SHORT TASK: Lines before the one containing "Place one point per instance of the yellow banner" are excluded; retype that line and all remaining lines of the material exactly.

INPUT ROWS:
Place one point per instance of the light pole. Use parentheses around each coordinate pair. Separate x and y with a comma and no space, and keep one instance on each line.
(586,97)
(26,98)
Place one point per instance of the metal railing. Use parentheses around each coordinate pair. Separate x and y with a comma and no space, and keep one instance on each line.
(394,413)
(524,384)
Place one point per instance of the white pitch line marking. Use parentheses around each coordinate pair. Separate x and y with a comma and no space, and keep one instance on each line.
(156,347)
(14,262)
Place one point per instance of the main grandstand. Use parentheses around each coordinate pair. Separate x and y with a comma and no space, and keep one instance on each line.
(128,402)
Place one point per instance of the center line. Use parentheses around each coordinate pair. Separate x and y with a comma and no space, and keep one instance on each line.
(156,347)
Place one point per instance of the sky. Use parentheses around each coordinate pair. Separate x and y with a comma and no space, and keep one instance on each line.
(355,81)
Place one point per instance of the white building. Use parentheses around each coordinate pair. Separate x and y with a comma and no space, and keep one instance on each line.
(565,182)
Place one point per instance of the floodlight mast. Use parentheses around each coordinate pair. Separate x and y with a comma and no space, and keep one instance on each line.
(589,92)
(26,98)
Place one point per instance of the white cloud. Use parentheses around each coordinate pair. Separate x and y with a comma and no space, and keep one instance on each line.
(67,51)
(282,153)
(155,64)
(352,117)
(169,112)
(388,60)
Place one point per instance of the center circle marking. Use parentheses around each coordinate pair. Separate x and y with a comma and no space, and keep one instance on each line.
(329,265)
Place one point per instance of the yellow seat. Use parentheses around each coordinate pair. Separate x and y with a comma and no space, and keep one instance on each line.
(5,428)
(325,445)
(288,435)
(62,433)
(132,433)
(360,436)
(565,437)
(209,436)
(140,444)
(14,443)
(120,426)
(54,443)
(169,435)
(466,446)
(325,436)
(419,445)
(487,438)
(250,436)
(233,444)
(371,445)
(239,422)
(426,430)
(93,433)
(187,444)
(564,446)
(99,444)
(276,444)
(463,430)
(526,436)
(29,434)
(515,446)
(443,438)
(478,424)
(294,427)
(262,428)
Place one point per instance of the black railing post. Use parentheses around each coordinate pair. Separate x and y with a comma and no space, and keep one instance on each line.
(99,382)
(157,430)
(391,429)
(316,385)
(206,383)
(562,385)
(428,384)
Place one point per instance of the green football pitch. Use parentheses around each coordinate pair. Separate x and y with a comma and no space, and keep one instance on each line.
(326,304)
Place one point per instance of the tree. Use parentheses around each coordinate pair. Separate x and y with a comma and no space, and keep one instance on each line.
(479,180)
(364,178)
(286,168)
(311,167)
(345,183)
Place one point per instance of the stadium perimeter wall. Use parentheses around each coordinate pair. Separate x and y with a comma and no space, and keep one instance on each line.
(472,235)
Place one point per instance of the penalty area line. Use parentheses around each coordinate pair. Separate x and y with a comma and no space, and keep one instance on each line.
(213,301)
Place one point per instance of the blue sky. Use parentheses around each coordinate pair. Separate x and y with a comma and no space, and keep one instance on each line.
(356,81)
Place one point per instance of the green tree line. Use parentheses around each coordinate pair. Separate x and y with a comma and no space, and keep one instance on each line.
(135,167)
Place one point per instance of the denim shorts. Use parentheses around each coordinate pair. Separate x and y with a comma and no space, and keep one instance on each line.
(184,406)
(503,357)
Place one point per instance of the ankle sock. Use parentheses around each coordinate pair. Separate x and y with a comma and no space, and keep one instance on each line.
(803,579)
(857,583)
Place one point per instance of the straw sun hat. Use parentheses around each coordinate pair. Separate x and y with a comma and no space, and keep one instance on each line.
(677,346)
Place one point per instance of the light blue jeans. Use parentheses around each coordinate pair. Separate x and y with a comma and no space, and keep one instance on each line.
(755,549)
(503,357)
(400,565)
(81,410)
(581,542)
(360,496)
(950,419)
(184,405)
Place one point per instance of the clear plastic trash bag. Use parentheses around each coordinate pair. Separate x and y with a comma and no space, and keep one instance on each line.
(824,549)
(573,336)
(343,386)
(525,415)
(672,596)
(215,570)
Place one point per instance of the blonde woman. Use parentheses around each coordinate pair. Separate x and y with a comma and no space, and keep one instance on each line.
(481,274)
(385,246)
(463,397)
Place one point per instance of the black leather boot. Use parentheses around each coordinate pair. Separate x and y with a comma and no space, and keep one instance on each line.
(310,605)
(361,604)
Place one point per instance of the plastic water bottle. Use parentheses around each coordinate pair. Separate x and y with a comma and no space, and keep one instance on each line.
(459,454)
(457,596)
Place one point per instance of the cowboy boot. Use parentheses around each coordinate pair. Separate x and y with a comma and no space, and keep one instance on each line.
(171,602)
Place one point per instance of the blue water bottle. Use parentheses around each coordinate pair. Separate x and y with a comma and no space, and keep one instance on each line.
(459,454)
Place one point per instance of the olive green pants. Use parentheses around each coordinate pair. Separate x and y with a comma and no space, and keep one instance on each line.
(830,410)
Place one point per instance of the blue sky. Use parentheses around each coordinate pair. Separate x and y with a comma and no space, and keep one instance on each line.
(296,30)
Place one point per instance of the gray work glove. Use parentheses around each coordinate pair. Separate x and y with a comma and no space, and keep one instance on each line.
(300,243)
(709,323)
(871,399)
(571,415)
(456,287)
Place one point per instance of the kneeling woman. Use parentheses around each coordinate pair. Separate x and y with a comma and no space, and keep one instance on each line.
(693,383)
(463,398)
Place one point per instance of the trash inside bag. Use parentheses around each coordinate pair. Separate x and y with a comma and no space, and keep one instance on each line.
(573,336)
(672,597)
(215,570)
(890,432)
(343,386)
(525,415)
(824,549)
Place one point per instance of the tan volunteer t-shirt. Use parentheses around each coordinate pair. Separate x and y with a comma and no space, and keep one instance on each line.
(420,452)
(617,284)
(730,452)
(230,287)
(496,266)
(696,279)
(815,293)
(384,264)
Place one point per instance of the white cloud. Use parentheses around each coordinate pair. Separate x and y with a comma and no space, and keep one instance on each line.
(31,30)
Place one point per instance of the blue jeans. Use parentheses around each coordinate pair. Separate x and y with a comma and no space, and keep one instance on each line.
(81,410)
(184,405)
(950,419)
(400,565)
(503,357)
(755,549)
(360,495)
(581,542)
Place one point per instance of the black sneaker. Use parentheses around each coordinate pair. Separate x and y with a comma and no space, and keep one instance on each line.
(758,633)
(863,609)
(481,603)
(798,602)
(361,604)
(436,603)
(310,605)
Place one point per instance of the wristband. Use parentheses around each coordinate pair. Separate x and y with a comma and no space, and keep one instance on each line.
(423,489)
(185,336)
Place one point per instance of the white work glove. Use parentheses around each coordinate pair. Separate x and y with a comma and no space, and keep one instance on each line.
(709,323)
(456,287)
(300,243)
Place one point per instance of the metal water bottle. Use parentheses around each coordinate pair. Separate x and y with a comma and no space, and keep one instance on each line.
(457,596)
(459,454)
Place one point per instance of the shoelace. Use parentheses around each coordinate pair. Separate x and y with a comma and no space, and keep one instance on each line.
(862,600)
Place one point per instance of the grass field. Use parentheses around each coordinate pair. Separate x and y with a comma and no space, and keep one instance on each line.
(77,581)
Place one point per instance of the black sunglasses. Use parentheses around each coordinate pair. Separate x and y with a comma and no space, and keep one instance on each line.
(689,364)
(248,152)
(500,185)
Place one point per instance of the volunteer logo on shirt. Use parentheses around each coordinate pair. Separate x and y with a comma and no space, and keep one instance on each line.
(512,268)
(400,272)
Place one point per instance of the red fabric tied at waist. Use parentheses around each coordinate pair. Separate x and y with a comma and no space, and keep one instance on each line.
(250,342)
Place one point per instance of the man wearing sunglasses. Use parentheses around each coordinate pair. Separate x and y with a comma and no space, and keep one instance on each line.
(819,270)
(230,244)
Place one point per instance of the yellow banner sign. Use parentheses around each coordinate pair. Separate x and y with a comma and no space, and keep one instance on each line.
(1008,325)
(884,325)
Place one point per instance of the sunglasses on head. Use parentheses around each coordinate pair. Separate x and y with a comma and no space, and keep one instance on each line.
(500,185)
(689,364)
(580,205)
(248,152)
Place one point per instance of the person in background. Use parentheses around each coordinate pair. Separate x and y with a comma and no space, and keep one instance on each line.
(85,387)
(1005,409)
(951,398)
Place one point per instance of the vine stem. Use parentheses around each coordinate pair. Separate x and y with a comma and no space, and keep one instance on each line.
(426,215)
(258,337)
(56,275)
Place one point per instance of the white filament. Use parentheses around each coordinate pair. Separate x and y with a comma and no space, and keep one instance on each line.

TASK OUTPUT:
Place one point per instance of the yellow banner sign. Use parentheses around each coordinate pair. Separate x and y with a comma and no space, and keep one instance on each line.
(1008,325)
(884,325)
Place one point per instance of the sunglasses on head. Use parentheses around each coordinate pair. Separate x and y with a comma and no space, and keep one instance on each line.
(500,185)
(689,364)
(580,205)
(248,152)
Place one point per instance of the person in background. Use parentheses around each coordinate pair. Separate x and y with a comma and no space, and keep one instance on each line.
(85,387)
(1005,409)
(951,398)
Place one point per instance of the vine stem. Use parentheses around each coordinate pair. Separate x and y with a comma and no space, and keep one instance on each line.
(426,215)
(258,337)
(56,275)
Place one point per instance of the white filament. Use parentheses around each coordinate pair. Separate x and y with a comma and no space, and keep one instance on each line.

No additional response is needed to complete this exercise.